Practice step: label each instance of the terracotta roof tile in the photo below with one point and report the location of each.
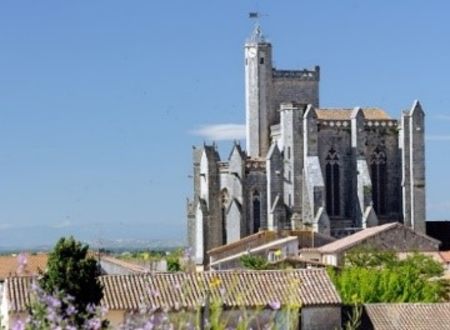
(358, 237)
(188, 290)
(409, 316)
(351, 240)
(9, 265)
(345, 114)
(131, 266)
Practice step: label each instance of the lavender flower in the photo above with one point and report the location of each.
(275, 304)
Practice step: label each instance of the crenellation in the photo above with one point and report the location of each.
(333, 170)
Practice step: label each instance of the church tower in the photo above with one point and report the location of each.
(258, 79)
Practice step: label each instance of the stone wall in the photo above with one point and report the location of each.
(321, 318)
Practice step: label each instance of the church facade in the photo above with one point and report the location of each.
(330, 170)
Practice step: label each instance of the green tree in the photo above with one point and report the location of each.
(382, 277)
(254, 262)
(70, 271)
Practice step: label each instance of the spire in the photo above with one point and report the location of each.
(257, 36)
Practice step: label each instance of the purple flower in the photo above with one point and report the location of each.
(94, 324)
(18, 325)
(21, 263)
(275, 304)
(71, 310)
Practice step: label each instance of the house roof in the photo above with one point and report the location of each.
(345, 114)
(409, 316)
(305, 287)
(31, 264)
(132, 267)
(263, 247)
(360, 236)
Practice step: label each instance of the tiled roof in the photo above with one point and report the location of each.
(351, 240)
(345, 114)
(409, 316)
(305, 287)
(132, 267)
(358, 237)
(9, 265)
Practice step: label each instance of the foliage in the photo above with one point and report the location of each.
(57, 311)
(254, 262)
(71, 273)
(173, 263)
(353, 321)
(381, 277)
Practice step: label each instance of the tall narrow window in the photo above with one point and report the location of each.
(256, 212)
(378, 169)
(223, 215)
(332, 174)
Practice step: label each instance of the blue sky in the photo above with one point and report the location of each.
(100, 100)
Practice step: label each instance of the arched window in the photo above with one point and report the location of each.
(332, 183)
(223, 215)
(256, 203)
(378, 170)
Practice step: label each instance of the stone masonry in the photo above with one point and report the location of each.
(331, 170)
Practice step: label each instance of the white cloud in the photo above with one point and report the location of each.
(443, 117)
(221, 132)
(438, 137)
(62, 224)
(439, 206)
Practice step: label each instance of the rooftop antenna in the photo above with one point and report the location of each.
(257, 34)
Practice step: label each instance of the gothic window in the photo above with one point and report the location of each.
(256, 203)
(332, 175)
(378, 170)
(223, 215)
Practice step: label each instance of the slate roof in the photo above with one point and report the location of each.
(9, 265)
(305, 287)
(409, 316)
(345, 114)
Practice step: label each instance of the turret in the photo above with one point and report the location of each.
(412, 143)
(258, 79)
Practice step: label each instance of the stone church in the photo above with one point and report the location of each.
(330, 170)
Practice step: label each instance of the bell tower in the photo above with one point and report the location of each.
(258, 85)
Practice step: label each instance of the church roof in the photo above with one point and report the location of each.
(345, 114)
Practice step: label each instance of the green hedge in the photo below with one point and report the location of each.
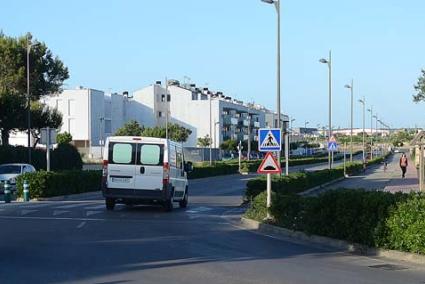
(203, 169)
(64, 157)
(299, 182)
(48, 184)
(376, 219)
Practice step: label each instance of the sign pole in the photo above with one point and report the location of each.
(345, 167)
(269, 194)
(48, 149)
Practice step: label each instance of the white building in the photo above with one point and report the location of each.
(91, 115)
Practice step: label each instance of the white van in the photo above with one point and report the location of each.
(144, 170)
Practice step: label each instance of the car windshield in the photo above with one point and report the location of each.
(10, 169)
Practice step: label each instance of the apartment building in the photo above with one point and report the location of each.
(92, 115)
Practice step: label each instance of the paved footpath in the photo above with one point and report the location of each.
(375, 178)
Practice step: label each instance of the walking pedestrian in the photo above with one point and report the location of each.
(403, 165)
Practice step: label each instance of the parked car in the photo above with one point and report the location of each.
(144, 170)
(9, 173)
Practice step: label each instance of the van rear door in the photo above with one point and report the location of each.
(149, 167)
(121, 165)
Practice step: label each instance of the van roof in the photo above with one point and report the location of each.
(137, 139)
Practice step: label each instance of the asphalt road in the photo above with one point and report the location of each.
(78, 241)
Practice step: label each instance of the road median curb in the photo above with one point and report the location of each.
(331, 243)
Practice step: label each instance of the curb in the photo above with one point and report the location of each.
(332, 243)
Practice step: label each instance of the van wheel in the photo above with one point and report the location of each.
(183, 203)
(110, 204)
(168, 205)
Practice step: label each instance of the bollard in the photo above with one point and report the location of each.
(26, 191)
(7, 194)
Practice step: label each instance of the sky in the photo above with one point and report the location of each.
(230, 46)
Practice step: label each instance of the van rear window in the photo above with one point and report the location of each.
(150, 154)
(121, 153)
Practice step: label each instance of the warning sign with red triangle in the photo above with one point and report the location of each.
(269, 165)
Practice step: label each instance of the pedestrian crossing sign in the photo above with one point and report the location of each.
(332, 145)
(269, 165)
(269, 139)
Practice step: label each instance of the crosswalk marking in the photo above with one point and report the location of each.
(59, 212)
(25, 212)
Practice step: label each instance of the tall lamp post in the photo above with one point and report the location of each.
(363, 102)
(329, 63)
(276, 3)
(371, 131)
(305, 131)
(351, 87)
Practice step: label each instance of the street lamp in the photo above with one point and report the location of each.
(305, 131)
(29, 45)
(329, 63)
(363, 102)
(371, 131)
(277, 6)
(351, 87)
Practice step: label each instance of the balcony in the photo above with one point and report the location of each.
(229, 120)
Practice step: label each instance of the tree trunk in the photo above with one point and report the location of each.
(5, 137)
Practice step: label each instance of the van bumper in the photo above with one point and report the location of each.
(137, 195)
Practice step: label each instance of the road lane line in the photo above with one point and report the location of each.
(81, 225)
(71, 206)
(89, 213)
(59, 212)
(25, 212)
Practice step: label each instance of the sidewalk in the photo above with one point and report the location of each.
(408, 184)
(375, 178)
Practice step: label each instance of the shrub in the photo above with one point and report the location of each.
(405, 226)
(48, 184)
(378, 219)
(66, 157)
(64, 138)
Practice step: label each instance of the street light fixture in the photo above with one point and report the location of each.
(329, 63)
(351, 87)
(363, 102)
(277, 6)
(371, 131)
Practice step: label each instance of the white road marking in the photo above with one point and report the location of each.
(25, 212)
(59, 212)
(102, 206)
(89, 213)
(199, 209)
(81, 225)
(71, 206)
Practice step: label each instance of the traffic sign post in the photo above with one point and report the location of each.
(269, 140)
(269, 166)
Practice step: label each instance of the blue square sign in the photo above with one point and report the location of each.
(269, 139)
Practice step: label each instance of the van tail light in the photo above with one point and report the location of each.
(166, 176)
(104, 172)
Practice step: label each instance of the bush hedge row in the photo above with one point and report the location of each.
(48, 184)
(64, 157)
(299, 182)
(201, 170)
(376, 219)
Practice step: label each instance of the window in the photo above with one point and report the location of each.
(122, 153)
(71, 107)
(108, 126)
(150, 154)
——
:: Assigned task ::
Beginning with the line that holds "Practice step: label each instance of the blue square", please give again each line exactly until the records end, and include that final line.

:: Written response ::
Practice step: label each instance of the blue square sign in the photo above with one point and report the location of each.
(269, 139)
Practice step: label each instance of the van tail light in the photo above with one point and report the location of each.
(166, 176)
(104, 172)
Practice step: label each instance of the bush hedge row in the photo above with one point and report the location of each.
(48, 184)
(64, 157)
(299, 182)
(201, 170)
(376, 219)
Practice step: label each instance of the window in the photo above with one point and report the location of each.
(122, 153)
(71, 107)
(108, 126)
(150, 154)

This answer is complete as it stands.